Tasks to complete >>
(a) Say whether each statement agrees with the Georgia article below. For each, please answer yes or no and quote the deciding words. (i) The protests in Tbilisi went on for six days. (ii) Saakashvili responded to the protests by postponing the election. (iii) Special forces closed the opposition TV station Imedi.
(b) Return the stretch of the Georgia article below from "His massive daily" through "in economic reform.", copied word for word.

━━━━━ Selected excerpt ━━━━━

Protesting The CEO Of Georgia

Since he was swept into power in the aftermath of Georgia's 2003 Rose Revolution, President Mikheil Saakashvili has had a job that few would envy.

His massive daily task list includes building democracy in what by all accounts was a failed state, reasserting control over two secessionist regions supported by neighboring Russia, rescuing the economy from Moscow's trade embargo and reorienting his country toward NATO and the West. If that weren't enough, he has also been conducting the world's most radical experiment in economic reform.

Last week, Saakashvili's juggling act came crashing to the ground. After six days of protests called by a dozen opposition parties in the capital, Tbilisi, ended in street fights between demonstrators (who were 70,000 strong) and riot police, Saakashvili imposed a state of emergency to shut the protests down. Opposition politicians accuse Saakashvili of ruling like an autocrat, changing election rules in his favor and throwing his foes in jail. Special forces closed the opposition TV station, Imedi, controlled by Badri Patarkashvili, a billionaire oligarch with a murky Moscow past who now vows to spend his entire fortune to bring Saakashvili down. In hopes of a fresh mandate, Saakashvili (who enjoyed 60 percent approval ratings in polls before the protests) has called for an early election.

━━━━━ Entries supplied ━━━━━

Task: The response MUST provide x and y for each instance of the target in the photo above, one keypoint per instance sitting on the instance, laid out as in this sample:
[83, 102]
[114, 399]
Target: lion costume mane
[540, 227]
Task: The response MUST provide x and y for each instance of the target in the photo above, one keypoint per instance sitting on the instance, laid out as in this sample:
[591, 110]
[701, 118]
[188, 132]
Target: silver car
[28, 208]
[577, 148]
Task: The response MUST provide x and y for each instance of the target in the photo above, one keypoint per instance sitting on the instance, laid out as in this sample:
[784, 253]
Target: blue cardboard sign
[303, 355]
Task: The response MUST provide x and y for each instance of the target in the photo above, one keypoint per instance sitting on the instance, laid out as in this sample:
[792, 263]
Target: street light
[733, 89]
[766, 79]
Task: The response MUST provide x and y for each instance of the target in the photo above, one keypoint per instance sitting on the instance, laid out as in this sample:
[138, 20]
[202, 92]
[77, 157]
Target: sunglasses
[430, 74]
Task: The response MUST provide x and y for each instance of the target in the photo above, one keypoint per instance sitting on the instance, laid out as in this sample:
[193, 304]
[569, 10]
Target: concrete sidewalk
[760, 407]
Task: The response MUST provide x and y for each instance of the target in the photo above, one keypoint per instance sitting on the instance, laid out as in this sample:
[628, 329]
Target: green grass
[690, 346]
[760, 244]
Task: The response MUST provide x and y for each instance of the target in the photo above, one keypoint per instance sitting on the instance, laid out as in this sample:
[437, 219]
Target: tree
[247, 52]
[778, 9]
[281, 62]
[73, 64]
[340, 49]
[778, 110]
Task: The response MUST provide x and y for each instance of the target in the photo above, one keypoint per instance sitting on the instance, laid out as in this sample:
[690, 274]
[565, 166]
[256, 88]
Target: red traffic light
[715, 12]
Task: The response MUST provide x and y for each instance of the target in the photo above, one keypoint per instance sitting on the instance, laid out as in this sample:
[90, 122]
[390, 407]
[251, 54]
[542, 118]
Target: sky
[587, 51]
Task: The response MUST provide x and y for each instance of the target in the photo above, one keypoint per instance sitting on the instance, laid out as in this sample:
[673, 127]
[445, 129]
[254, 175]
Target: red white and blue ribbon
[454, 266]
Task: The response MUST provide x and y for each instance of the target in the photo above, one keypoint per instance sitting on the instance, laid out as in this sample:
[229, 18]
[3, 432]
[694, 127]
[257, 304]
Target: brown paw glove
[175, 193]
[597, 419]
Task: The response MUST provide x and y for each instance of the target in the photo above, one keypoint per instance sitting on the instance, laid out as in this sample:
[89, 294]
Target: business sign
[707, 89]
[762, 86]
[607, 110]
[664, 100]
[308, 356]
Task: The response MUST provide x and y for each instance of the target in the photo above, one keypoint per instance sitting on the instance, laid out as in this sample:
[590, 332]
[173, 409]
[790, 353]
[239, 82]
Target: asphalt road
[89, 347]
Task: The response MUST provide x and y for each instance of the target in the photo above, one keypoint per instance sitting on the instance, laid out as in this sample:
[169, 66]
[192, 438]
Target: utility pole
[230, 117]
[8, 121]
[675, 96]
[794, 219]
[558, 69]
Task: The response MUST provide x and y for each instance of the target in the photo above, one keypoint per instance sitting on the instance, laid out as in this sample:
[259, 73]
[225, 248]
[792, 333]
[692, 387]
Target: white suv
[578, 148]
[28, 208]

━━━━━
━━━━━ Entries supplied ━━━━━

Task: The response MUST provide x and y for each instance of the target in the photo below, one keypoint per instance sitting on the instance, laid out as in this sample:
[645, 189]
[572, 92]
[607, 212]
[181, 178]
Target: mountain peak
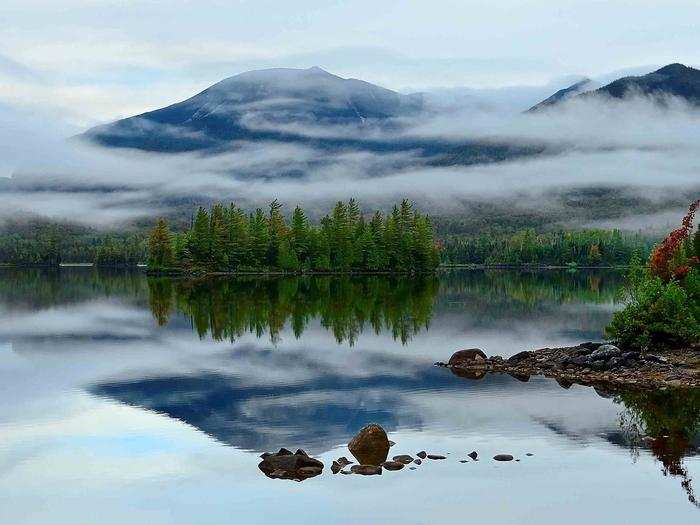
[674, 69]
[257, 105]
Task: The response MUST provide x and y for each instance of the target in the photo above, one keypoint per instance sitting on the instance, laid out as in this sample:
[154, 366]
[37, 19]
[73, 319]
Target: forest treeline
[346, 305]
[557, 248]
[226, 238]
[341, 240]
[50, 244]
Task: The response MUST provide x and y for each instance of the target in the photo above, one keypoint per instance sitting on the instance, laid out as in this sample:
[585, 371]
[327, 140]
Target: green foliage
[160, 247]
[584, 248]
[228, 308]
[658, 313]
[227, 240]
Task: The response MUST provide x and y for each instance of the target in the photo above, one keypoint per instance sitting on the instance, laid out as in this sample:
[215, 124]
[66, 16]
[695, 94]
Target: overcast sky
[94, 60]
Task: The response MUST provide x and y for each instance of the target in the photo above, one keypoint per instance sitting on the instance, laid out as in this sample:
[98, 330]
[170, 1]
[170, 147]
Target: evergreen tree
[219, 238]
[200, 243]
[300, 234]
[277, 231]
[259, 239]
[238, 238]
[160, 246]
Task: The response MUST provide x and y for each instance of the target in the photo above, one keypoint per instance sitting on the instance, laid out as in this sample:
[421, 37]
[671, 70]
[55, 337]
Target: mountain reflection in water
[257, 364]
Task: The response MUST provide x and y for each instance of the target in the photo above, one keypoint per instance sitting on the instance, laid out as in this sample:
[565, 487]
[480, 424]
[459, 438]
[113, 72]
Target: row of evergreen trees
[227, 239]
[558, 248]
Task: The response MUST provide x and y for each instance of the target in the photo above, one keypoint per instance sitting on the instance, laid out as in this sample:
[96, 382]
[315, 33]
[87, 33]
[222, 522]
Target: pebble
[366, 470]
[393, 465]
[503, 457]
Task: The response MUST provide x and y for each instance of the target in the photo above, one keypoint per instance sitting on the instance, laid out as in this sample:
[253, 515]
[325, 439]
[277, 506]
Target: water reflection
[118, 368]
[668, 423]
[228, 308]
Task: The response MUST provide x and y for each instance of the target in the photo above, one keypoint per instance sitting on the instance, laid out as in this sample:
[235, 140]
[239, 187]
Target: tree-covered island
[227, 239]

━━━━━
━━━━━ Entries supplied ━━━━━

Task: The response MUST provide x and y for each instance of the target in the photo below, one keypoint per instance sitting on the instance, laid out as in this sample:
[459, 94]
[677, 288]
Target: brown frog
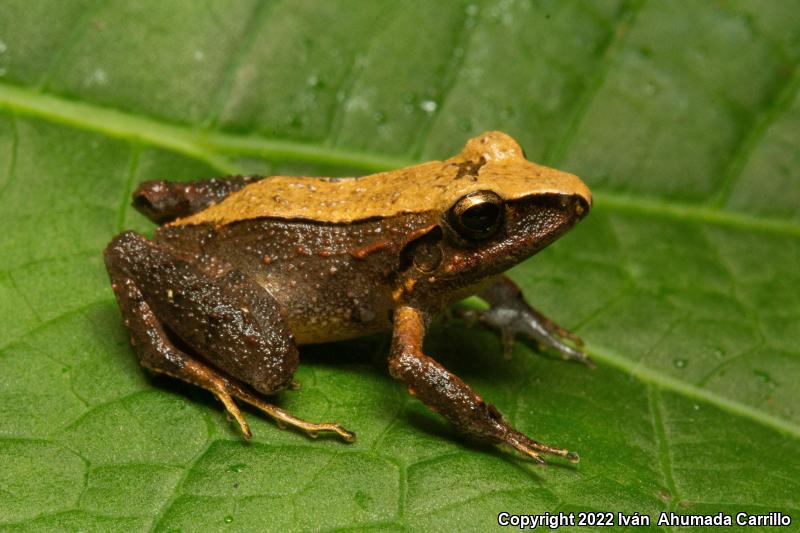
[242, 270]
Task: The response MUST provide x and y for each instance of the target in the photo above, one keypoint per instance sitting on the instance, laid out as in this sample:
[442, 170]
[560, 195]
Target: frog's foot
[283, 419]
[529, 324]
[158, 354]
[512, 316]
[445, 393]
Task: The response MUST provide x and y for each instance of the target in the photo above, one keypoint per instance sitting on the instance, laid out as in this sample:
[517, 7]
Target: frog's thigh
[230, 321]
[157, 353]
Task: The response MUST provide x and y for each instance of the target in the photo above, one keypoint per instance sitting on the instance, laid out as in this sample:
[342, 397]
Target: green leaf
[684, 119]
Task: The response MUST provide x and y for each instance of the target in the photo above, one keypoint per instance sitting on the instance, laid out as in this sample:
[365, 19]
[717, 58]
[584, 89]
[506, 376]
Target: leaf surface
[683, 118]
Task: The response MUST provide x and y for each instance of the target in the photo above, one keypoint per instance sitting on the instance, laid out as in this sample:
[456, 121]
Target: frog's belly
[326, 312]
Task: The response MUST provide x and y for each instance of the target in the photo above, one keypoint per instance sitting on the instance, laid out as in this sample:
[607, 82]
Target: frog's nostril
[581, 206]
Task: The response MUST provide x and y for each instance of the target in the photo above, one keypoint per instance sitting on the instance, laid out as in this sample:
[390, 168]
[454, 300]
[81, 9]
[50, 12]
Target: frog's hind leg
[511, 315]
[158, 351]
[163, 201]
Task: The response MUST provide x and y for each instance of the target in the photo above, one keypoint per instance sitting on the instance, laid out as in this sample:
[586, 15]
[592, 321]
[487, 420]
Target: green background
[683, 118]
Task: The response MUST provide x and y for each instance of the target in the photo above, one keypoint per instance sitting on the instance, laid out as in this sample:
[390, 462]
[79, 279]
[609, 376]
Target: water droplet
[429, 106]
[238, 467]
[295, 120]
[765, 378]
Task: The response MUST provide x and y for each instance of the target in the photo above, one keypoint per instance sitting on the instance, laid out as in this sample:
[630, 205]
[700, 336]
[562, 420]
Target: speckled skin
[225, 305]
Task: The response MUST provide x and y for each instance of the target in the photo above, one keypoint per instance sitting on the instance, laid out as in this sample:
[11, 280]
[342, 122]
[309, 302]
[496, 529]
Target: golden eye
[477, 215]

━━━━━

Solved tasks >>
(a)
(i) Yes: "After six days of protests called by a dozen opposition parties in the capital, Tbilisi"
(ii) No: "Saakashvili (who enjoyed 60 percent approval ratings in polls before the protests) has called for an early election."
(iii) Yes: "Special forces closed the opposition TV station, Imedi"

(b)
His massive daily task list includes building democracy in what by all accounts was a failed state, reasserting control over two secessionist regions supported by neighboring Russia, rescuing the economy from Moscow's trade embargo and reorienting his country toward NATO and the West. If that weren't enough, he has also been conducting the world's most radical experiment in economic reform.